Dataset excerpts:
----------

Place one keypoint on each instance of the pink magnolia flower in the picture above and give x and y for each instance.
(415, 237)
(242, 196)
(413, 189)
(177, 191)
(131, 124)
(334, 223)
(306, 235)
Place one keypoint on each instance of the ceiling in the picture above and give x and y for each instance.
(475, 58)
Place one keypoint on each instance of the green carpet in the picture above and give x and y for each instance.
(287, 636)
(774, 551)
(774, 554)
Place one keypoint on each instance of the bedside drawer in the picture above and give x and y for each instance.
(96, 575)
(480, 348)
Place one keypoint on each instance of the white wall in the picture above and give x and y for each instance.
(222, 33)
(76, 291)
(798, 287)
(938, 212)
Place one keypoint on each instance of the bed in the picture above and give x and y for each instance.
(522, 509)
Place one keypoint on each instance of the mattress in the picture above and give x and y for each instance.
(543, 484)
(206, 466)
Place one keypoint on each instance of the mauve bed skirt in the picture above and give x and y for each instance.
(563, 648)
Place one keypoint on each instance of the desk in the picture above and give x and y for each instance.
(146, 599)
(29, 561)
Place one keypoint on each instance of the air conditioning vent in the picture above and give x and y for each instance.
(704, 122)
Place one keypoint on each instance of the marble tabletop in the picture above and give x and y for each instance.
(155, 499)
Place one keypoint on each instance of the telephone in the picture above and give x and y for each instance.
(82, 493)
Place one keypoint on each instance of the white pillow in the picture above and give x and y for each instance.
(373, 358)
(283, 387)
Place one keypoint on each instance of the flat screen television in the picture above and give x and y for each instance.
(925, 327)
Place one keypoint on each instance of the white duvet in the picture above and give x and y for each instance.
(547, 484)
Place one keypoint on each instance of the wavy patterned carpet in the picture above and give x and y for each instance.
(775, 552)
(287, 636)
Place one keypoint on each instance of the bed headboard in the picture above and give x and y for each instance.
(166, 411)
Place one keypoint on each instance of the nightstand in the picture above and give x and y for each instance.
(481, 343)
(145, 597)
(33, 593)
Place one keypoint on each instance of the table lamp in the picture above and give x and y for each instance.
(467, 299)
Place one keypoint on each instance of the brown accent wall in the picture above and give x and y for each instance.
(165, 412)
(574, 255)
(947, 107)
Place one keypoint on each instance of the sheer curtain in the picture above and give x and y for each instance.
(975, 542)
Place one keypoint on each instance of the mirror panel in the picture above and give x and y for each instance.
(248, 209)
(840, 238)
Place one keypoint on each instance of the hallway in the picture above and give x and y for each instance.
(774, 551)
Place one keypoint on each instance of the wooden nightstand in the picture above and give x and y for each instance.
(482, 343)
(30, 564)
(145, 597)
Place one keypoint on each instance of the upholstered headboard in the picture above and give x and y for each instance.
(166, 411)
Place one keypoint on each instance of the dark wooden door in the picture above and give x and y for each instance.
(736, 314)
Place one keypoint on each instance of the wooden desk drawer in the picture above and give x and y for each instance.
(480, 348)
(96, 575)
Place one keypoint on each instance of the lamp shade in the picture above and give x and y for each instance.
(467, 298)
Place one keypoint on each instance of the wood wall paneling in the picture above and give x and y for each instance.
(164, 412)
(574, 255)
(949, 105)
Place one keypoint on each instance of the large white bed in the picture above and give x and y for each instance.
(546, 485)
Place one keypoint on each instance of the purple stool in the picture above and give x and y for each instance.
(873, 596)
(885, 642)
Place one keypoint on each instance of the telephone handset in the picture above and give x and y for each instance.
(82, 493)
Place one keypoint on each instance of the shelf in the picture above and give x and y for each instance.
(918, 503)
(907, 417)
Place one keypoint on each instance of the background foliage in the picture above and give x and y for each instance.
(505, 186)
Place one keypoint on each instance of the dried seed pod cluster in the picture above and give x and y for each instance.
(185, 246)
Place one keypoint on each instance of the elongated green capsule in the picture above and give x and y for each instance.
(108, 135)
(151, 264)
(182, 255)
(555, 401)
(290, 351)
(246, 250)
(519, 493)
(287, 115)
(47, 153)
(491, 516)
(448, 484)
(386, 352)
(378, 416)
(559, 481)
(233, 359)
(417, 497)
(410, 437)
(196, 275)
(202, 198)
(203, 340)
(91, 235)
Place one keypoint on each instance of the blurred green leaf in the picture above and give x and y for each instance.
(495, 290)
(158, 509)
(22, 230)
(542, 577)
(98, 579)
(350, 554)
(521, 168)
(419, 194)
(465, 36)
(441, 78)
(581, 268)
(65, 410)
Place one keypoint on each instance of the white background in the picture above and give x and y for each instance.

----------

• _Exercise_: Every record should be given again exactly.

• _Result of this exercise_:
Place one keypoint on each instance of the pink magnolia flower in the picture above and give x and y for each instance.
(415, 237)
(242, 196)
(413, 189)
(177, 191)
(131, 124)
(334, 223)
(306, 235)
Place one keypoint on each instance of the ceiling in the picture above and give x and y for each instance.
(475, 58)
Place one keypoint on each instance of the green carpet in the picture above and give x and y for each instance.
(287, 636)
(774, 551)
(774, 554)
Place one keypoint on each instance of the bedside drawer in the picture above and give x and y for each instance.
(96, 575)
(480, 348)
Place one keypoint on each instance of the white wall in the picture above and give x and y for each instance.
(222, 33)
(76, 291)
(798, 287)
(938, 212)
Place one keypoint on each instance of the bed in the picture above and give x and y for each instance.
(522, 509)
Place one keypoint on each instance of the mattress in the picture above and give x and y for each instance.
(543, 484)
(206, 466)
Place one keypoint on each instance of the mauve bed skirt in the picture above and give x and y for each instance.
(563, 648)
Place one keypoint on each instance of the desk in the picture above and give x and y for each instance.
(146, 599)
(29, 561)
Place one keypoint on each instance of the air conditioning vent in the picture above and give x and y for each instance.
(704, 122)
Place one keypoint on each instance of the marble tabletop in the picture above and give x and y for each instance.
(155, 499)
Place one keypoint on each instance of the telephone in the picture above and give x and y for each instance.
(82, 493)
Place one keypoint on each instance of the white pillow in the picture above and give x and y for each instance.
(373, 358)
(283, 387)
Place one keypoint on each instance of the flat screen television in the picture above and give x and y for each instance.
(925, 327)
Place one keypoint on each instance of the white duvet in the picture above and give x and y for each instance.
(547, 484)
Place one keypoint on each instance of the wavy patterned carpet in the picture above and give x and y for each instance.
(775, 552)
(287, 636)
Place one keypoint on each instance of the bed headboard in the picture above and give x and y for each instance.
(166, 411)
Place one keypoint on each instance of the nightstand in the picture above and give x and y for each instance.
(481, 343)
(145, 597)
(33, 593)
Place one keypoint on each instance of the table lamp in the picture above and give x and y for each instance.
(467, 299)
Place one keypoint on each instance of the brown accent wall in the picture above and give x and y for each instance.
(165, 412)
(574, 255)
(947, 107)
Place one keypoint on each instance of the sheer curtain in the picture above and give x and y for each instance.
(975, 542)
Place one keypoint on each instance of the mirror panel in the picture above and give x and y for each instance.
(248, 209)
(840, 238)
Place one keypoint on each instance of the hallway in the picture above and give x and y for each instance.
(774, 551)
Place one keypoint on each instance of the wooden nightstand in the picture above and give x and y for each instance.
(482, 343)
(30, 564)
(145, 597)
Place one keypoint on each instance of the upholstered headboard in the picture above and give x and y for each instance.
(166, 411)
Place one keypoint on each instance of the dark wooden door in the picture above and give x and y for each instance.
(736, 314)
Place one keypoint on each instance of the wooden desk drawer in the picture above and give x and y for each instance.
(480, 348)
(96, 575)
Place one keypoint on each instance of the lamp shade in the picture above and give x and y for each instance.
(467, 298)
Place one keypoint on each instance of the wood wall paneling in the picture above and give x and y for each instance.
(164, 412)
(574, 255)
(949, 105)
Place one keypoint on each instance of the large white bed in the picture above and give x and y for each instance.
(546, 485)
Place one keypoint on each instance of the purple stool in the picture above and give x and y for each instance.
(873, 596)
(885, 642)
Place one keypoint on each instance of the telephone handset in the picture above and give x and y for each instance.
(82, 493)
Place one keypoint on each instance of the shelf in the picture above and give x and y for each instance.
(918, 503)
(907, 417)
Place one keypoint on each instance of the background foliage in the picture above and give x and y for each instance.
(505, 186)
Place one keypoint on each instance of the dried seed pod cluster in the picture above and give x and y for each instance.
(185, 246)
Place one keypoint on each instance of the elongated green capsule in the picture above and give x and y for each instance.
(108, 135)
(151, 264)
(182, 255)
(555, 401)
(290, 351)
(246, 250)
(519, 493)
(287, 115)
(47, 153)
(491, 516)
(448, 484)
(386, 352)
(378, 416)
(559, 481)
(233, 359)
(417, 497)
(410, 437)
(196, 275)
(202, 198)
(203, 340)
(91, 235)
Place one keypoint on each instance of the blurred green leaf in the picture above and give x and y for each instance.
(495, 290)
(158, 509)
(22, 230)
(542, 577)
(98, 579)
(350, 554)
(521, 168)
(419, 194)
(465, 36)
(441, 78)
(581, 268)
(65, 410)
Place one keypoint on each instance of the white background in the picture above and give x and y for each instance.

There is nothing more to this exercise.